▶ **Given problem 1**: In the passage on filter connectors, how many contacts does the typical telephone connector in the Yopp patent have?
▶ **Given problem 2**: Proceed with the passage on filter connectors, writing on from its last sentence.

A problem which is frequently encountered by users of electronic
equipment is that of electro-magnetic interference (EMI). For
example, complex solid state PBX systems utilized by the telephone
industry are susceptible to interference from a number of noise
generating sources. In addition, the high frequency switching
circuits of the systems can also be a source of noise. Such
interference may be reduced to some degree by enclosing the
electronic equipment in a tight metal cover to provide an EMI tight
structure. However, the problem still exists of economically
filtering the hundreds of signal leads entering and leaving the PBX
cabinet.
The ideal location for filter units is inside the connector for the
signal leads. Filter connectors are well known in the art. In one
form, each electrical contact in the connector is provided with its
individual filter assembly, including a plurality of small ferrite
annular elements and a fragile ceramic tube which are assembled
together in proper fashion to form the filter.
In another form of prior art filter construction, the inductance is
provided by a ferrite disc having a plurality of apertures for
receiving connector contacts, thereby minimizing the number of
parts required. Also, a conductive disc having a plurality of
apertures receiving the terminals has been employed as a part of a
capacitor feature of the filter. However, an individual dielectric
tube for each capacitor is required.
The following U.S. patents disclose filter connectors of the
general type discussed hereinabove: U.S. Pat. Nos. 3,002,162;
3,447,104; 3,535,676; 3,573,677; 3,721,869; and 3,854,107.
It will be appreciated that the filtering techniques employed in
the connectors described hereinabove and in the aforementioned
patents are not practical for connectors having a large number of
contacts, such as telephone connectors, because a large number of
parts are required to provide the filtering capacity, which results
in costly construction in terms of manufacturing and assembly. A
typical connector utilized in the telephone industry is disclosed
in U.S. Pat. No. 3,002,176 to Yopp and incorporates 50 contacts.
Furthermore, such filtering arrangements cannot be readily
incorporated into connectors already installed in the field since
the filter elements must be mounted around the contacts in the
connectors.
An alternative form of filter connector is disclosed in U.S. Pat.
No. 3,538,464 to Walsh. The Walsh patent discloses a filter
connector utilizing a multi-layer monolithic ceramic capacitor. The
contacts in the connector extend through apertures in the
capacitor. Alternate line electrode plates in the capacitor extend
into the wall of each aperture and are joined by a conductive layer
on the wall which is in turn connected to the contact in the
aperture. Capacitor ground plates are embedded in the dielectric
substrate of the capacitor between the live electorde plates and
extend to the outer periphery of the substrate where they are
electrically connected to the housing of the connector. While such
a structure minimizes the number of parts required to provide
filtering capacity in a connector, it has the disadvantage that,
like the other filter connectors discussed above, the capacitor
assembly is a feed through arrangement. That is, the contacts must
be mounted through the capacitor units.

▶ **Dataset records**:
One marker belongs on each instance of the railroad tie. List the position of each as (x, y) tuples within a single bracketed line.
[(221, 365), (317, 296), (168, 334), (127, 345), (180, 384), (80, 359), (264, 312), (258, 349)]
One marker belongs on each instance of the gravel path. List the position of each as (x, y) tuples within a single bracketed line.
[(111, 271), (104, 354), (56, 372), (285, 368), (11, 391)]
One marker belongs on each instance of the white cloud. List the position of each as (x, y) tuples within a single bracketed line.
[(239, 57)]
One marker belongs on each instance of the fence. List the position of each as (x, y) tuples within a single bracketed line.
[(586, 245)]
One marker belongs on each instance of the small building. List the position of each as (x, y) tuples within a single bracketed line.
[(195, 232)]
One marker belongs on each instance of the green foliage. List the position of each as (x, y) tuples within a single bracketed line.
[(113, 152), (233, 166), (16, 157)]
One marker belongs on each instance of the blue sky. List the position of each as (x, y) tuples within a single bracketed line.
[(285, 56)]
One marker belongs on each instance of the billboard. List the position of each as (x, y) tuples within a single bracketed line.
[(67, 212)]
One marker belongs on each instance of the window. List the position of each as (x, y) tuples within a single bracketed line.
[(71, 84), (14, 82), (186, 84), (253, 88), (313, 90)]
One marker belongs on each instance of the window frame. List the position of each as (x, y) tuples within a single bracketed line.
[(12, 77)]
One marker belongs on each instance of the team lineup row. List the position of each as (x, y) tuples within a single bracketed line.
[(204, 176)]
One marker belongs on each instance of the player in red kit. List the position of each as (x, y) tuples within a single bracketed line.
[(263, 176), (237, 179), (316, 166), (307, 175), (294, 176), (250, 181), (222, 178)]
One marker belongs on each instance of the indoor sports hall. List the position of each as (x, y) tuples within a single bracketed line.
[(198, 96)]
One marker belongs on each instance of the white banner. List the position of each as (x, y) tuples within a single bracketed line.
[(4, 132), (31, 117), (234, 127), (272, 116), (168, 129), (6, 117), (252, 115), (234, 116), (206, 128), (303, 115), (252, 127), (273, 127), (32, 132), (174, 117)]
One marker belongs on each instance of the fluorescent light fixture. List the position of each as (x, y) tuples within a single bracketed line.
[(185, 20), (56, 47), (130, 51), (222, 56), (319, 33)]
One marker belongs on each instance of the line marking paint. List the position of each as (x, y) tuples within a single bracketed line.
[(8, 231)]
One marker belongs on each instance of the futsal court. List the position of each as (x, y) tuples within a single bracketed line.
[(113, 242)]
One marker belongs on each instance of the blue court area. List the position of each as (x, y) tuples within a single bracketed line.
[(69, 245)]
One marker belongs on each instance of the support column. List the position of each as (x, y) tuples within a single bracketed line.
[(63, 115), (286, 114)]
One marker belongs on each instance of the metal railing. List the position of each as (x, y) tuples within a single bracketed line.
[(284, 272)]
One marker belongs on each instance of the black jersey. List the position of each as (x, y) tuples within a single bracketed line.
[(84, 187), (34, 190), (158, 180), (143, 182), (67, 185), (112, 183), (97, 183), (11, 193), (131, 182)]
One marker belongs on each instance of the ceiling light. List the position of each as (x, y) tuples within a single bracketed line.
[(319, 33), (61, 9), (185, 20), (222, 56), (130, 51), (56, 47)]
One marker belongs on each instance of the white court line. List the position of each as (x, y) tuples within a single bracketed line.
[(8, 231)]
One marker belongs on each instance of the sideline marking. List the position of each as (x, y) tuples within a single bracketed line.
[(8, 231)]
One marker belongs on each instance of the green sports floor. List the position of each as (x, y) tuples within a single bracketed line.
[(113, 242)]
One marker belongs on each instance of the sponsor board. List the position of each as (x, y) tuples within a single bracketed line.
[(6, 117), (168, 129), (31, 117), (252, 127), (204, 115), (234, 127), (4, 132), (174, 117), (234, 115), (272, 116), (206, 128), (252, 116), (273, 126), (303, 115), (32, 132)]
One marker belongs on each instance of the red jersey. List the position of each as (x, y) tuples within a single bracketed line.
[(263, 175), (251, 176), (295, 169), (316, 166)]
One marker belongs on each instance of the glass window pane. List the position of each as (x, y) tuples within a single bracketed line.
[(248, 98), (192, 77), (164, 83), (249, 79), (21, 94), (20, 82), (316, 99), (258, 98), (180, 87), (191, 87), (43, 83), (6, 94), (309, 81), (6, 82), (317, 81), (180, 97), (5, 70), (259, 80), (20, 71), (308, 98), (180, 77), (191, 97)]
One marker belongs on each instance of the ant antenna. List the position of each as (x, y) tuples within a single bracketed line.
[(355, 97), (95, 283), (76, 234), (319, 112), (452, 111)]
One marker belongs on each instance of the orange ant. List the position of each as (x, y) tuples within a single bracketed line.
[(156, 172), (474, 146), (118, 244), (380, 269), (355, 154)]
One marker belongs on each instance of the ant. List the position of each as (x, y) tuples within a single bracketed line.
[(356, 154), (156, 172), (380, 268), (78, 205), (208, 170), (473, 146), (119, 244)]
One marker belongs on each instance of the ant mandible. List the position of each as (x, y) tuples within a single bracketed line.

▶ **Answer 1**: 50 contacts.

▶ **Answer 2**:
The prior art feed through filter arrangements are not practical
for incorporation into connectors already installed in the field.
Furthermore, feed through filter arrangements could be incorporated
into standard connectors, such as those utilized in the telephone
industry, only by completely redesigning the connector and
retooling, which would be very costly.
The purpose of the present invention is to provide low cost and
convenient filtering capacity for already installed telephone
systems or the like which will not require replacement or
modification of the connector presently utilized in the systems.
Another object of the invention is to provide filters in standard
connectors without requiring reconstruction or redesign of the
connectors.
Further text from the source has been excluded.